_Выбранный текст_
Простившись с Бенкендорфом, Аббас-Мирза, сопровождаемый драгунами, отправился в Чевестер, а отряд Бенкендорфа пошел своею дорогою к Хою. Город этот сдался без малейшего сопротивления: в цитадели его найдены были 14 орудий, которых персияне не успели увезти с собою. Оставив в Хое батальон Тифлисского полка, Бенкендорф двинулся далее, к Салмасу, и занял дороги, ведущие к Урмии.

4 ноября Аббас-Мирза ночевал в Чевестере; там была приготовлена для него роскошная палатка, и при ней стоял почетный караул, по одну сторону 30 драгун, по другую — 30 курдов.

_Исходные данные_
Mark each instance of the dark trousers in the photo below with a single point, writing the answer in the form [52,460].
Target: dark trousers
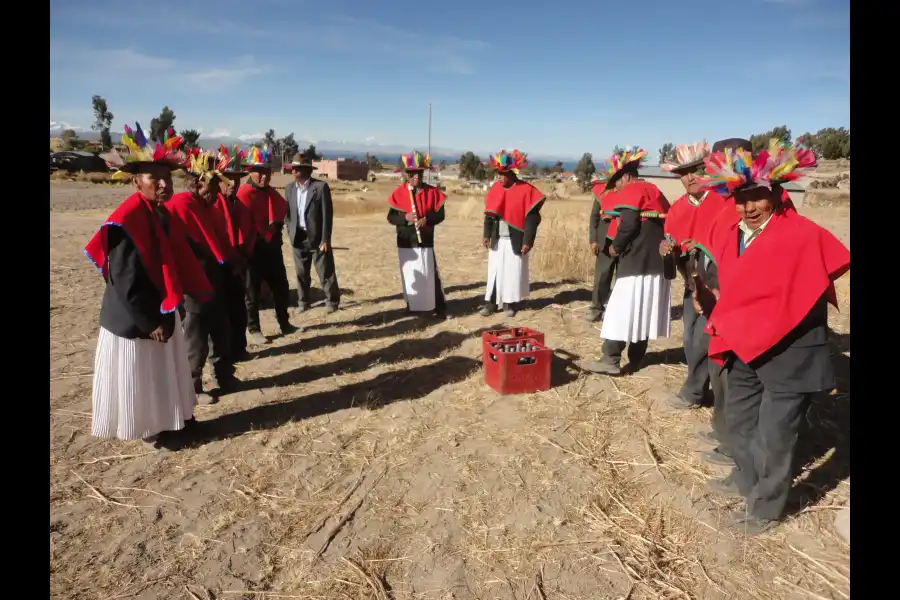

_Цель задания_
Перепиши кусок текста о походе Бенкендорфа, начиная со слов «Простившись с Бенкендорфом, Аббас-Мирза, сопровождаемый» и заканчивая словами «другую — 30 курдов.». Везде замени «Аббас-Мирза» на «персидский принц». Отвечай только по тексту, материал не используй.

_Готовое задание_
Простившись с Бенкендорфом, персидский принц, сопровождаемый драгунами, отправился в Чевестер, а отряд Бенкендорфа пошел своею дорогою к Хою. Город этот сдался без малейшего сопротивления: в цитадели его найдены были 14 орудий, которых персияне не успели увезти с собою. Оставив в Хое батальон Тифлисского полка, Бенкендорф двинулся далее, к Салмасу, и занял дороги, ведущие к Урмии.

4 ноября персидский принц ночевал в Чевестере; там была приготовлена для него роскошная палатка, и при ней стоял почетный караул, по одну сторону 30 драгун, по другую — 30 курдов.